* **Goal of the exercise**:
Copy every one of the following items word for word, leaving each line unchanged.
☆ ☆ ☆ ☆
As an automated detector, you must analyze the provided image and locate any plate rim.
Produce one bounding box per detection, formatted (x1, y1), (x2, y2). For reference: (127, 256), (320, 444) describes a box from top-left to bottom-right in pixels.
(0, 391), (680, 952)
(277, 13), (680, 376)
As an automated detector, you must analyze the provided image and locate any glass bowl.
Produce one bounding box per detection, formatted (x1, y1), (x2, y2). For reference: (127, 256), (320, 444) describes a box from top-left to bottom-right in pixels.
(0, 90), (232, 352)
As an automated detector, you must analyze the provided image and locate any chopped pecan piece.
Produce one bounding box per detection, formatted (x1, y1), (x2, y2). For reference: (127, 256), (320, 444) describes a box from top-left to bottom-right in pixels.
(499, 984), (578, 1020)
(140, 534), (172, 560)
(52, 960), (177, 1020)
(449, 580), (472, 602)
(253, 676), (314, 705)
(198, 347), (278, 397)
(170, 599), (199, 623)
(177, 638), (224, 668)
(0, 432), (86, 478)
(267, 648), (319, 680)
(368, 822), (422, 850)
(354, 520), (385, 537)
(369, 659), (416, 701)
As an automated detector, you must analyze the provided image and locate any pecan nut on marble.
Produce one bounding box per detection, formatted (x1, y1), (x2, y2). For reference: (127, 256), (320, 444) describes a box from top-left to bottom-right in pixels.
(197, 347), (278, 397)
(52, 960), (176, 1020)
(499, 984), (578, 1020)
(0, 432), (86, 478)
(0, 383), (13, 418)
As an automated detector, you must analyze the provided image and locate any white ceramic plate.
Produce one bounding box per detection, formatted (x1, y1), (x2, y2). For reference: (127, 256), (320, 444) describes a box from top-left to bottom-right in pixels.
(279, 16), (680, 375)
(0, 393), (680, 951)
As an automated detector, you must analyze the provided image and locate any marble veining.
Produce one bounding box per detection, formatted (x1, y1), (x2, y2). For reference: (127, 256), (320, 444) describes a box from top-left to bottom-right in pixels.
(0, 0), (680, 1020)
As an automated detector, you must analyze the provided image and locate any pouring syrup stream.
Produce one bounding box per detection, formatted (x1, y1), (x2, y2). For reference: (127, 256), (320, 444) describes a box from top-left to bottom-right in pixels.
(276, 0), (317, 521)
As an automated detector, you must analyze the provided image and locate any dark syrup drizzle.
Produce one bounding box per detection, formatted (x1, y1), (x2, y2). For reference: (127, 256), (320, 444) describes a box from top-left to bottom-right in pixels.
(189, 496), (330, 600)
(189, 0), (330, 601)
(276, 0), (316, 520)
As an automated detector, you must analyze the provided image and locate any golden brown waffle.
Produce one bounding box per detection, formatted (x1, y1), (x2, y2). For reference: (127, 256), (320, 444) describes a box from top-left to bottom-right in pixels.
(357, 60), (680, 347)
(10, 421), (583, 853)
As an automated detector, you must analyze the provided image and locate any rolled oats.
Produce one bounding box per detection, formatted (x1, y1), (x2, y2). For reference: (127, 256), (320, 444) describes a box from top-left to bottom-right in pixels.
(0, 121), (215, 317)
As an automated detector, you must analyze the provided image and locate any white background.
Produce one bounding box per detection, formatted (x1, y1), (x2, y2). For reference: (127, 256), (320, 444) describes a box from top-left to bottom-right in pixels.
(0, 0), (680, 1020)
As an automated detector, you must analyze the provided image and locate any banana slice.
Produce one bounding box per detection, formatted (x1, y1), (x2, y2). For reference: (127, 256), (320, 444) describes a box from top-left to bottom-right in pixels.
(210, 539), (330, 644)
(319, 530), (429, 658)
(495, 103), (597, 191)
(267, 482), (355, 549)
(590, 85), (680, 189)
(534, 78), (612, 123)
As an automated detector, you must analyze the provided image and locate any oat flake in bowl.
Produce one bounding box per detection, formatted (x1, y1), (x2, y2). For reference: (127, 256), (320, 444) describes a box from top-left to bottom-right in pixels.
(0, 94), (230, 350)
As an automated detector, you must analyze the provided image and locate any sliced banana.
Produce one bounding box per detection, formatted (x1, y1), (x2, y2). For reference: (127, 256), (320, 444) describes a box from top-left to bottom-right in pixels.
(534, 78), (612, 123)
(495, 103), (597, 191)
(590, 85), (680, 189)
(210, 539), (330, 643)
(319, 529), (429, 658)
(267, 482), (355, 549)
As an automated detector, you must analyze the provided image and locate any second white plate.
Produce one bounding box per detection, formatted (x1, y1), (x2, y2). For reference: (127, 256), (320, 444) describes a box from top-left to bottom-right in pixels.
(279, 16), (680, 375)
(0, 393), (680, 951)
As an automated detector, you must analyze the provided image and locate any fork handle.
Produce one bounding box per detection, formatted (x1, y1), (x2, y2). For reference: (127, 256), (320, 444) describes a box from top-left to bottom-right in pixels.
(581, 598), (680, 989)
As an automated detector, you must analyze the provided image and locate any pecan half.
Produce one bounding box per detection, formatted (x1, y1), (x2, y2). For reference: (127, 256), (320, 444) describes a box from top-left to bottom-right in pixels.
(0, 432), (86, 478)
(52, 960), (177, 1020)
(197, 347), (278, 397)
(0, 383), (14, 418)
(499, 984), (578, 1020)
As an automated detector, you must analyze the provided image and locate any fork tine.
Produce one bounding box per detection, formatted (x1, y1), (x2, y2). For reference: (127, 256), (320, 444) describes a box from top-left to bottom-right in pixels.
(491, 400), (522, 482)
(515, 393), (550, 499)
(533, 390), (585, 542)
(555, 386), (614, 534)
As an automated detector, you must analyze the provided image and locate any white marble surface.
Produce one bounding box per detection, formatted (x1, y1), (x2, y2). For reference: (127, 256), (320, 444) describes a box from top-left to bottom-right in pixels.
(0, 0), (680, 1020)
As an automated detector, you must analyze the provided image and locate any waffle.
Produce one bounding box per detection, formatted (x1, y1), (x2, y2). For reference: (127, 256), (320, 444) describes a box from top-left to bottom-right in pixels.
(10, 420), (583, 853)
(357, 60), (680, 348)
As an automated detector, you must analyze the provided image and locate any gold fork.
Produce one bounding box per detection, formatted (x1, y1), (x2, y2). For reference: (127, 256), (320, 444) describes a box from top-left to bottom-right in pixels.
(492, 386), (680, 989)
☆ ☆ ☆ ☆
* **Exercise output**:
As an automated detector, you must analyze the provided image and locate any plate rim.
Produce one bounding box per detection, formatted (x1, y1), (x2, y2). For reference: (127, 256), (320, 444) describes a box from top-left to bottom-right in pixels.
(0, 391), (680, 952)
(277, 13), (680, 376)
As an automated detector, you must analyze the provided image and locate any glass bowl.
Produce one bounding box per detection, formatted (x1, y1), (x2, y2). For reference: (127, 256), (320, 444) describes a box from top-left to bottom-right in pixels.
(0, 90), (232, 352)
As an automated detector, you must analyze the provided image and locate any chopped pecan piece.
Produce one bounding box per detection, formatted (x1, y1), (x2, y2). For reference: (127, 256), (320, 444) describes a box from top-left to bottom-right in pixels.
(499, 984), (578, 1020)
(140, 534), (172, 560)
(52, 960), (177, 1020)
(449, 580), (472, 602)
(253, 676), (314, 705)
(198, 347), (278, 397)
(170, 599), (199, 623)
(177, 638), (224, 668)
(0, 432), (86, 478)
(267, 648), (319, 680)
(368, 822), (422, 850)
(354, 520), (385, 537)
(369, 659), (416, 701)
As an automated detector, you must analyze the provided image and locate any pecan nut on marble.
Produce one bounding box per detection, formatted (x1, y1), (x2, y2). For reference: (127, 256), (320, 444) describes a box from top-left to bottom-right in pixels.
(197, 347), (278, 397)
(52, 960), (176, 1020)
(499, 984), (578, 1020)
(0, 432), (86, 478)
(0, 383), (13, 418)
As an automated detector, you must analyze the provided image and locate any white ceramic plate.
Produce one bounding box per detection, formatted (x1, y1), (x2, y2). For reference: (127, 256), (320, 444) describes a box from top-left to bottom-right in pixels.
(279, 16), (680, 375)
(0, 393), (680, 951)
As an automated detector, you must analyze the provided image and locate any marble veining.
Produce one bounding box per detection, formatted (x1, y1), (x2, y2). For reference: (127, 256), (320, 444) describes a box from top-left to bottom-right in pixels.
(0, 0), (680, 1020)
As an automated detector, you must analyze the provided image and locate any pouring syrup stream.
Produce one bounding box per detection, formatted (x1, y1), (x2, y2). For reference: (127, 256), (320, 444) describes a box from top-left to bottom-right in pixels.
(276, 0), (317, 521)
As an automated detector, you must analyze the provided image and locate any dark syrup drizzle.
Produce one bounding box per detection, formatted (x1, y1), (x2, y2). For reference: (127, 256), (320, 444) describes a box from top-left to bottom-right in pixels.
(189, 496), (330, 600)
(189, 0), (330, 601)
(276, 0), (316, 520)
As an automated detector, you must analyze the provided image and locate any golden brown waffle.
Produce one bounding box per detection, formatted (x1, y1), (x2, y2). For reference: (127, 256), (320, 444) describes a box from top-left to bottom-right in pixels.
(357, 60), (680, 347)
(10, 421), (583, 853)
As an automated detector, you must analyze the provided image and locate any rolled oats.
Produce one bounding box per detection, formatted (x1, y1), (x2, y2). For reference: (127, 256), (320, 444) describes a box from top-left to bottom-right in pixels.
(0, 121), (215, 317)
As an automated detector, you must analyze the provided image and locate any white background.
Produce one bounding box per detection, formatted (x1, y1), (x2, y2). For reference: (127, 256), (320, 444) describes a box from top-left to bottom-right in pixels.
(0, 0), (680, 1020)
As an automated detector, you must analyze the provided image and locate any banana slice.
Produce one bounding box per detection, formatted (x1, y1), (x2, y2). For reference: (127, 256), (320, 444) describes a box from top-left to bottom-right in pixels.
(210, 539), (330, 644)
(319, 530), (429, 658)
(495, 103), (597, 191)
(267, 482), (355, 549)
(590, 85), (680, 189)
(534, 78), (612, 123)
As an automated detector, you must analyze the provided image and locate any oat flake in bowl.
Produce one bounding box per detection, formatted (x1, y1), (x2, y2). For reference: (127, 256), (320, 444) describes a box from top-left to bottom-right in pixels.
(0, 94), (230, 350)
As an automated detector, you must analyze the provided image and locate any sliced banana.
Produce one bounding box per detection, formatted (x1, y1), (x2, y2). For reference: (127, 256), (320, 444) describes a box from top-left to bottom-right in pixels.
(534, 78), (612, 123)
(495, 103), (597, 191)
(590, 85), (680, 189)
(210, 539), (330, 643)
(319, 529), (429, 658)
(267, 482), (355, 549)
As an automated detector, you must analyze the provided image and locate any second white plate.
Produce one bounding box per detection, formatted (x1, y1), (x2, y2). For reference: (127, 256), (320, 444) describes a box from top-left to bottom-right in pixels.
(279, 16), (680, 375)
(0, 393), (680, 951)
As an automated detector, you must analyze the provided image and locate any fork handle.
Produce one bounding box per detection, formatted (x1, y1), (x2, y2). For reference: (127, 256), (320, 444) describes a box from top-left to bottom-right in pixels.
(581, 598), (680, 989)
As an automated detector, you must analyze the provided image and locate any pecan half.
Produce one bounding box per detection, formatted (x1, y1), (x2, y2). For reference: (127, 256), (320, 444) describes a box from top-left to bottom-right in pixels.
(0, 432), (86, 478)
(52, 960), (177, 1020)
(197, 347), (278, 397)
(0, 383), (14, 418)
(499, 984), (578, 1020)
As an automated detector, you must analyze the provided image and locate any fork tine.
Produce one bounding box per detection, formatted (x1, y1), (x2, y2). For reference: (127, 256), (320, 444) describes a box from top-left to bottom-right in pixels.
(491, 400), (522, 482)
(515, 393), (550, 499)
(533, 390), (585, 542)
(555, 386), (614, 534)
As an automated detector, you must analyze the provided image and locate any white marble surface.
Produce one bounding box per detection, formatted (x1, y1), (x2, y2). For reference: (127, 256), (320, 444) describes a box from top-left to bottom-right in pixels.
(0, 0), (680, 1020)
As an automated detector, you must analyze the provided image and locate any waffle.
Produce one bounding box per detection, formatted (x1, y1), (x2, y2). For reference: (127, 256), (320, 444) describes a box from top-left to bottom-right in pixels.
(10, 420), (583, 853)
(357, 60), (680, 348)
As an automated detector, you must analyze the provided image and locate any gold fork.
Produce one bounding box per detection, formatted (x1, y1), (x2, y2). For reference: (127, 256), (320, 444) describes a box from top-left to bottom-right in pixels.
(492, 386), (680, 989)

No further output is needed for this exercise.